Spatial localization data
☆ ☆ ☆ ☆

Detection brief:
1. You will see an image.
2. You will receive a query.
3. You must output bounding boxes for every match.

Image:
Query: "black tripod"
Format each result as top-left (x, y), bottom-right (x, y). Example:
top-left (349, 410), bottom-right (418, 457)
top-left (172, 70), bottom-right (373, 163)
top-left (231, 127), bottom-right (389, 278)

☆ ☆ ☆ ☆

Copy exactly the lines that begin with the one containing "3. You must" and continue to the end of the records, both included, and nothing more.

3. You must output bounding boxes for every match.

Image:
Query: "black tripod"
Format each result as top-left (x, y), bottom-right (x, y). Example:
top-left (349, 410), bottom-right (418, 457)
top-left (172, 70), bottom-right (373, 163)
top-left (231, 127), bottom-right (389, 278)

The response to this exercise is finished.